== Selected passage ==
The Best Places to Kayak in Florida
If you’re looking for the best places to kayak in Florida, you’re in the right place! The Florida Travel with kids-family loves to kayak!
Florida is a paradise for kayaking enthusiasts, with its diverse waterways that offer stunning views of nature and wildlife. From the clear springs of the north to the winding rivers of the south, there is no shortage of places to explore by kayak in the Sunshine State.
Whether you’re a beginner or an experienced paddler, Florida has something for everyone. In this blog post, we’ll look at some of the best places to kayak in Florida and what makes them so unique.
Before we get to the list of the best places to kayak in Florida, let’s talk about how you will get around during your vacation. First, unless you drive yourself, you’ll need a rental car! If you decide to rent a car during your Florida vacation, I recommend renting one from Discount USA Car Rental.
Discount USA Car Rental offers the lowest rates through all the major companies, and you don’t pay anything you pick up your car.
The best places to kayak in Florida
Here are the best places to kayak in Florida, in no particular order.
One of our favorite spots in Florida is Crystal River. You will find crystal clear waters all over Florida, even in the deep water of Crystal River.
The freshwater that feeds into this river is perfect for the manatees swimming there. Winter is the best time to kayak along Crystal River to see the manatees. That is when more manatees arrive in the area.
It is also possible to slip out of your kayak and go swimming with the manatees in Crystal River.
If you are searching for the best kayaking option in Florida, I highly recommend Crystal River! It truly is one of the best ways to check multiple items off your to-do list.
You might also want to check out 16 things to do in Crystal River with kids to plan things to do beyond kayaking in Crystal River.
Suwannee River seems to have it all when you want to go kayaking. This river begins in Georgia. It then flows through the state of Florida until it reaches the Gulf of Mexico. Therefore, you have miles of coastline to see along the way.
This is another one of my favorite places for kayaking. This scenic river also offers easy access to numerous beaches along the way. So you can easily stop kayaking at any of them for some relaxation on the sand.

== Dataset content ==
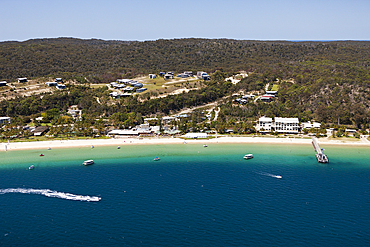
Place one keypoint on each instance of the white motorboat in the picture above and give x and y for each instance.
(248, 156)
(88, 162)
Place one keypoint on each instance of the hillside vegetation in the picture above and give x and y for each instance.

* * *

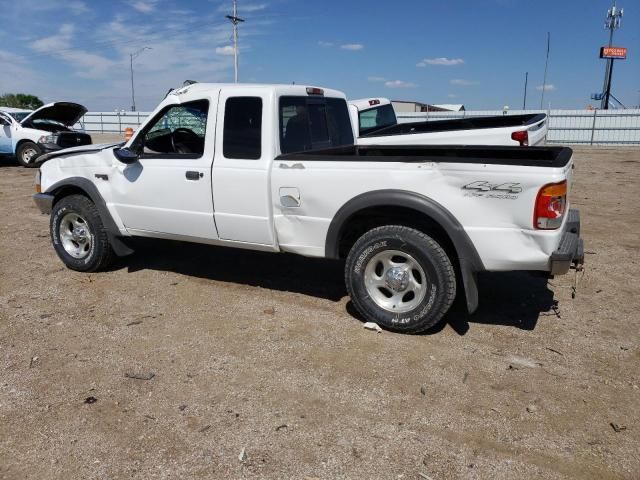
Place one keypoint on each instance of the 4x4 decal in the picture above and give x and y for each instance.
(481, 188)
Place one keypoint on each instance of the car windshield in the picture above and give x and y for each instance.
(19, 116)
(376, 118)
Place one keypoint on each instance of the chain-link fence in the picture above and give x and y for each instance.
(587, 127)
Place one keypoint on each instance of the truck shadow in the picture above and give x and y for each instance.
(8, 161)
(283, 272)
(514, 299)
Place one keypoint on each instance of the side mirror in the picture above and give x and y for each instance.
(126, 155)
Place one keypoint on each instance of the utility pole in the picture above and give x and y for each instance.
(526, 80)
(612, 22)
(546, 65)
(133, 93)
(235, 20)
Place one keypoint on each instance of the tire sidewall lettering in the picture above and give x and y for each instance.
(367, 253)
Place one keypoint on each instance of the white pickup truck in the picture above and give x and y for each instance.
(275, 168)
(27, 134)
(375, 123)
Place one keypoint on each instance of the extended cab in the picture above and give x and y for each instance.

== Your tasks ==
1. How would you sum up the Florida kayaking post in two sentences?
2. Which bodies of water does the Florida kayaking post mention by name?
The entries have nothing to do with the Florida kayaking post.

== Complete answers ==
1. The post calls Florida a paradise for kayaking with something for both beginners and experienced paddlers, and it recommends renting a car from Discount USA Car Rental. It highlights Crystal River, where more manatees arrive in winter and paddlers can swim with them, and the Suwannee River, which flows from Georgia through Florida to the Gulf of Mexico and offers easy access to numerous beaches.

2.
- Crystal River
- Suwannee River
- Gulf of Mexico